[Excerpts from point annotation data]
— START —
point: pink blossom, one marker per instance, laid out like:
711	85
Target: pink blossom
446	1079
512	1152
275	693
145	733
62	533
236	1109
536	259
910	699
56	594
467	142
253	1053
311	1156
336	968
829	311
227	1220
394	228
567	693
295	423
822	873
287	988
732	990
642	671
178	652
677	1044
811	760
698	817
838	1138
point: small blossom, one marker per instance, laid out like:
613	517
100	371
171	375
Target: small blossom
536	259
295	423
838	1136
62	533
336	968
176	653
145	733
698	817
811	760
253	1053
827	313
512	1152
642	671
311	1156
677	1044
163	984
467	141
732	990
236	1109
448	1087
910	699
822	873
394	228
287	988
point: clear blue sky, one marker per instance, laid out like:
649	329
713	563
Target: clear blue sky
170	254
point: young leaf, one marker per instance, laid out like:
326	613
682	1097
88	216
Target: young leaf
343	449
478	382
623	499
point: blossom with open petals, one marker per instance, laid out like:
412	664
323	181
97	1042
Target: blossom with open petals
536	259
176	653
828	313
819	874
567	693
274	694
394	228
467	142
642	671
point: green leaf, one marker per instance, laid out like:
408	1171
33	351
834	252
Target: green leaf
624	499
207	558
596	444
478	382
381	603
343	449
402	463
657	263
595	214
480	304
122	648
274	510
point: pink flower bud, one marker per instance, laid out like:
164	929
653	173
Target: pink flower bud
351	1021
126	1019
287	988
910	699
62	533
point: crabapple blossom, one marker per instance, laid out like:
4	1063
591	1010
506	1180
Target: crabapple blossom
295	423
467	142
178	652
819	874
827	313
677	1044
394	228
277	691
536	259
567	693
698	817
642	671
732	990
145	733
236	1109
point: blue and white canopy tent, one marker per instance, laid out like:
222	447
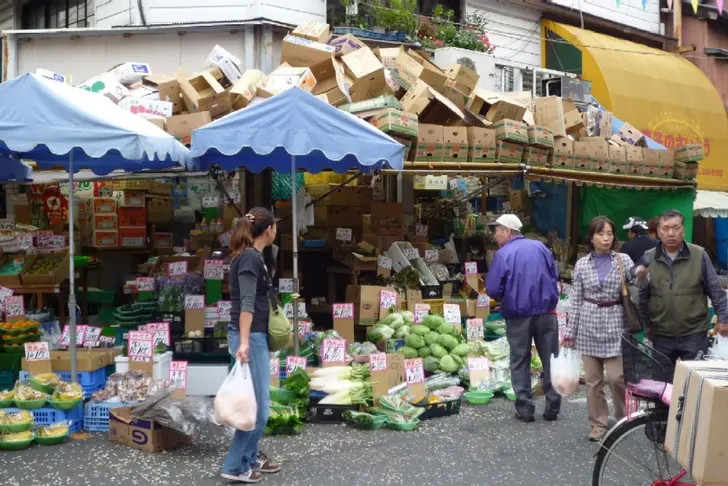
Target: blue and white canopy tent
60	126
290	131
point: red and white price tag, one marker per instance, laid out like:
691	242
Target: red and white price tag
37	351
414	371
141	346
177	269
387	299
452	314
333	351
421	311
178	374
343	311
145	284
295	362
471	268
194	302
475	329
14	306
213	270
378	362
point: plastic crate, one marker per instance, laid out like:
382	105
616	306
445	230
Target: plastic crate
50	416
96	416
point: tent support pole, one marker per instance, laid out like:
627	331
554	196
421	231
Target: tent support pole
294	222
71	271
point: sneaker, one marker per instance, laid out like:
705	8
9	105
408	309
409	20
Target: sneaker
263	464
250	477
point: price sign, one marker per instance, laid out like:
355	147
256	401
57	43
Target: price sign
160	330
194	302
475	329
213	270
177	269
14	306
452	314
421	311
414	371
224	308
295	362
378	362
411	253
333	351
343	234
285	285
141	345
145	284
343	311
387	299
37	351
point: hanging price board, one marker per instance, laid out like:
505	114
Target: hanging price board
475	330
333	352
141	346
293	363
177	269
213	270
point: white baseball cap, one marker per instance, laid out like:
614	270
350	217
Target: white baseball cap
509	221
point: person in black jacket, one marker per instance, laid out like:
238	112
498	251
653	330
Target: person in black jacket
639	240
— END —
§ **SET PROBLEM**
Render every line of the listing as a Markdown table with the columns "Row" and "Listing line", numbering each row and skipping blank lines. Omit the pictures from the table.

§ **TASK SOLUTION**
| Row | Listing line |
|---|---|
| 1 | point: pink blossom, one marker per instance, laid out like: |
| 2 | 711	85 |
| 3 | Target: pink blossom |
| 4 | 446	1079 |
| 5 | 512	1152 |
| 6 | 275	693 |
| 7 | 145	733 |
| 8 | 62	533 |
| 9 | 236	1109 |
| 10 | 536	259 |
| 11 | 910	699 |
| 12 | 56	594 |
| 13 | 467	142 |
| 14 | 253	1053 |
| 15 | 311	1156 |
| 16 | 336	968 |
| 17 | 829	311 |
| 18 | 227	1220 |
| 19 | 394	228 |
| 20 | 567	693 |
| 21 | 295	423 |
| 22 | 822	873 |
| 23 | 287	988 |
| 24 | 732	990 |
| 25 | 642	671 |
| 26 | 178	652 |
| 27 | 677	1044 |
| 28 | 811	760 |
| 29 | 698	817 |
| 30 | 838	1138 |
| 31 | point: small blossom, one marker per instance, laid out like: |
| 32 | 613	517 |
| 33 | 100	371 |
| 34 | 171	375 |
| 35 | Target: small blossom |
| 36 | 536	259 |
| 37 | 295	423 |
| 38 | 838	1136 |
| 39 | 62	533 |
| 40 | 336	968 |
| 41 | 176	653 |
| 42 | 145	733 |
| 43 | 698	817 |
| 44 | 811	760 |
| 45 | 253	1053 |
| 46 | 827	313 |
| 47 | 512	1152 |
| 48 | 642	671 |
| 49 | 311	1156 |
| 50 | 677	1044 |
| 51 | 163	984 |
| 52 | 467	141 |
| 53 | 732	990 |
| 54 | 236	1109 |
| 55 | 448	1087 |
| 56 | 910	699 |
| 57 | 822	873 |
| 58 | 394	228 |
| 59 | 287	988 |
| 60 | point: clear blue sky, one marker per instance, laid out like: |
| 61 | 649	329 |
| 62 | 713	563 |
| 63 | Target: clear blue sky |
| 64 | 170	254 |
| 65 | point: young leaf, one marker per instance, laid out like: |
| 66 | 326	613 |
| 67 | 682	1097 |
| 68 | 88	216 |
| 69 | Target: young leaf |
| 70 | 343	449 |
| 71 | 478	382 |
| 72 | 623	499 |
| 73 | point: blossom with open petals, one marker per instance, laid out like: |
| 74 | 412	664 |
| 75 | 323	181 |
| 76 | 97	1042 |
| 77 | Target: blossom with open petals |
| 78 | 536	259 |
| 79 | 176	653 |
| 80 | 828	313 |
| 81 | 819	874 |
| 82 | 567	693 |
| 83 | 274	694 |
| 84 | 394	228 |
| 85 | 467	142 |
| 86 | 642	671 |
| 87 | point: green leaf, one marker per instance, laid out like: |
| 88 | 408	1171 |
| 89 | 33	351 |
| 90 | 834	252 |
| 91 | Target: green leaf |
| 92 | 624	499 |
| 93 | 207	558 |
| 94 | 596	444 |
| 95 | 478	382 |
| 96 | 381	603 |
| 97 | 343	449 |
| 98 | 402	463 |
| 99 | 657	263 |
| 100 | 595	214 |
| 101 | 480	304 |
| 102 | 122	648 |
| 103 | 274	510 |
| 104 | point: pink flower bud, one marker per instance, laid out like: |
| 105 | 164	929 |
| 106 | 653	173 |
| 107 | Target: pink flower bud |
| 108 | 351	1021 |
| 109 | 126	1019 |
| 110 | 287	988 |
| 111 | 910	699 |
| 112 | 62	533 |
| 113 | point: crabapple blossom, one marker per instance, laid out like: |
| 114 | 4	1063 |
| 115 | 591	1010 |
| 116 | 506	1180 |
| 117 | Target: crabapple blossom |
| 118 | 295	423 |
| 119 | 467	142 |
| 120 | 178	652 |
| 121 | 819	874 |
| 122 | 827	313 |
| 123 | 677	1044 |
| 124 | 394	228 |
| 125 | 277	691 |
| 126 | 536	259 |
| 127 | 567	693 |
| 128 | 698	817 |
| 129 | 642	671 |
| 130 | 732	990 |
| 131 | 145	733 |
| 132 | 236	1109 |
| 133 | point: blue and white canopy tent, one marker per instance, laid out like: |
| 134 | 222	447 |
| 135 | Target: blue and white canopy tent |
| 136 | 60	126 |
| 137 | 290	131 |
| 138 | point: red and white price tag, one marker per instance, laid out like: |
| 139 | 691	242 |
| 140 | Target: red and white price tag |
| 141 | 37	351 |
| 142 | 414	371 |
| 143 | 141	346 |
| 144 | 177	269 |
| 145 | 387	299 |
| 146 | 452	314 |
| 147 | 333	351 |
| 148 | 421	311 |
| 149 | 178	374 |
| 150 | 343	311 |
| 151 | 145	284 |
| 152 | 295	362 |
| 153 | 471	268 |
| 154 | 194	302 |
| 155 | 475	329 |
| 156 | 14	306 |
| 157 | 213	270 |
| 158 | 378	362 |
| 159 | point: plastic crate, one marker per instance, laid out like: |
| 160 | 382	105 |
| 161 | 616	306 |
| 162 | 445	230 |
| 163 | Target: plastic crate |
| 164 | 50	416 |
| 165 | 96	416 |
| 166 | point: tent support pole, one marker per instance, laid out like: |
| 167 | 627	331 |
| 168 | 554	196 |
| 169 | 421	231 |
| 170 | Target: tent support pole |
| 171 | 294	222 |
| 172 | 71	271 |
| 173 | point: sneaker, one marker per instance, laid out like: |
| 174 | 705	8 |
| 175 | 9	105 |
| 176 | 408	309 |
| 177 | 409	20 |
| 178 | Target: sneaker |
| 179 | 263	464 |
| 180 | 250	477 |
| 181 | point: price sign, one marker per instance, laid out like: |
| 182 | 355	147 |
| 183 | 256	401 |
| 184 | 57	43 |
| 185 | Target: price sign |
| 186 | 160	330 |
| 187 | 194	302 |
| 188 | 475	329 |
| 189 | 213	270 |
| 190 | 177	269 |
| 191 | 14	306 |
| 192 | 452	314 |
| 193 | 421	311 |
| 194 | 414	371 |
| 195 | 224	308 |
| 196 | 295	362 |
| 197 | 378	362 |
| 198 | 411	253 |
| 199 | 333	351 |
| 200 | 343	234 |
| 201 | 285	285 |
| 202 | 141	345 |
| 203 | 145	284 |
| 204 | 343	311 |
| 205 | 387	299 |
| 206 | 37	351 |
| 207 | point: hanging price board, one marker per instance, laid out like: |
| 208 | 505	114 |
| 209 | Target: hanging price board |
| 210 | 475	330 |
| 211 | 333	352 |
| 212 | 141	346 |
| 213 | 293	363 |
| 214 | 177	269 |
| 215 | 213	270 |
| 216 | point: white baseball cap, one marker per instance, laid out like: |
| 217 | 614	270 |
| 218 | 350	217 |
| 219 | Target: white baseball cap |
| 220 | 509	221 |
| 221 | point: person in black jacket, one marker per instance, laid out like: |
| 222 | 238	112 |
| 223 | 498	251 |
| 224 | 653	330 |
| 225 | Target: person in black jacket |
| 226 | 639	240 |